● TASK BRIEF: Look through the entries below and say how many lines contain the string "hard". Give the number only.
*** Opening of INFORMATION ***
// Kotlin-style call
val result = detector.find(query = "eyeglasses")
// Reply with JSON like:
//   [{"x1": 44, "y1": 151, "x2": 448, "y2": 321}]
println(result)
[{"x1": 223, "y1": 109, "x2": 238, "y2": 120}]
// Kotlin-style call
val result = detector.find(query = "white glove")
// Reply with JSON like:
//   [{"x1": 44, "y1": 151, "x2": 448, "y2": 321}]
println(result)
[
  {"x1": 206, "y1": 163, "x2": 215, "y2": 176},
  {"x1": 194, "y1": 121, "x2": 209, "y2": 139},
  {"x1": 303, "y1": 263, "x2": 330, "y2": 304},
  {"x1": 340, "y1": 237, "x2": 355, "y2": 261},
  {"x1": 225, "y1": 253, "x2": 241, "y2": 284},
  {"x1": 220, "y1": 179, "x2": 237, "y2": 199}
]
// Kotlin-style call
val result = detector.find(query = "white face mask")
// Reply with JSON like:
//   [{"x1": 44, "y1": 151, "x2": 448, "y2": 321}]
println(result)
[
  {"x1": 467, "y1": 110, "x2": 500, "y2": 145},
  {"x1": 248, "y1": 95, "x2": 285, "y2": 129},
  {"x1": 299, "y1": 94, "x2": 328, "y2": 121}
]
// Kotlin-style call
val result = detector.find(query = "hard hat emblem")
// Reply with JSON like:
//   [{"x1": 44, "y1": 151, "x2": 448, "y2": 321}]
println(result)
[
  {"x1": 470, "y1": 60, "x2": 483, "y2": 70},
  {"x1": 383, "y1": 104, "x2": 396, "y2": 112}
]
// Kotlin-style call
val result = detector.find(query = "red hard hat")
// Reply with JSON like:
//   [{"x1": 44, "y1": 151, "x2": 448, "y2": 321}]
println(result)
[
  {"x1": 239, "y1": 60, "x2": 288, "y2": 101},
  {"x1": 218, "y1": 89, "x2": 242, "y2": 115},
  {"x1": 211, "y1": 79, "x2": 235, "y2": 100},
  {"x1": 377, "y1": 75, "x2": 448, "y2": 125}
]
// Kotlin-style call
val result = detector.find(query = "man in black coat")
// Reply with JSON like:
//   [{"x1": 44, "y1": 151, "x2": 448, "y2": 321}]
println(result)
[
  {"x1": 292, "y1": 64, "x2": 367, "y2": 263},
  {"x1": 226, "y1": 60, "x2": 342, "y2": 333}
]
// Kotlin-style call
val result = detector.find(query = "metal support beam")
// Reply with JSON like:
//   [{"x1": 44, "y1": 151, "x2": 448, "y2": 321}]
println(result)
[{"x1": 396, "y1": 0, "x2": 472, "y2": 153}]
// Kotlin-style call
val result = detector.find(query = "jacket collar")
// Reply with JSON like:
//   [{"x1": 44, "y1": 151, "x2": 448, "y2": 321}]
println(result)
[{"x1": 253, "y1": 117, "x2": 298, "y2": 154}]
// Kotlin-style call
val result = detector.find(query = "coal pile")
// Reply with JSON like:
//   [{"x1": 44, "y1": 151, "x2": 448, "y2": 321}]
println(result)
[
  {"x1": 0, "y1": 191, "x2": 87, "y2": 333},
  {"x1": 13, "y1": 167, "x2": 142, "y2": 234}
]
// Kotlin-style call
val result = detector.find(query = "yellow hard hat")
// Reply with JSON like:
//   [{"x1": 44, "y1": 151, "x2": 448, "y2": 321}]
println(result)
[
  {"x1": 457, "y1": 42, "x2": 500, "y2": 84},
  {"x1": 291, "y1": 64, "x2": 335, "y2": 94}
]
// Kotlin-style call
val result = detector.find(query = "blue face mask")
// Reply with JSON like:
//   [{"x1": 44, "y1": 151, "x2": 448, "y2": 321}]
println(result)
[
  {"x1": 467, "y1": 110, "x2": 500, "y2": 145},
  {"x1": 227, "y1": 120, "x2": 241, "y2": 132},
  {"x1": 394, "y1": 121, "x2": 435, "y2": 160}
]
*** Close of INFORMATION ***
● SOLUTION TO THIS PROBLEM: 3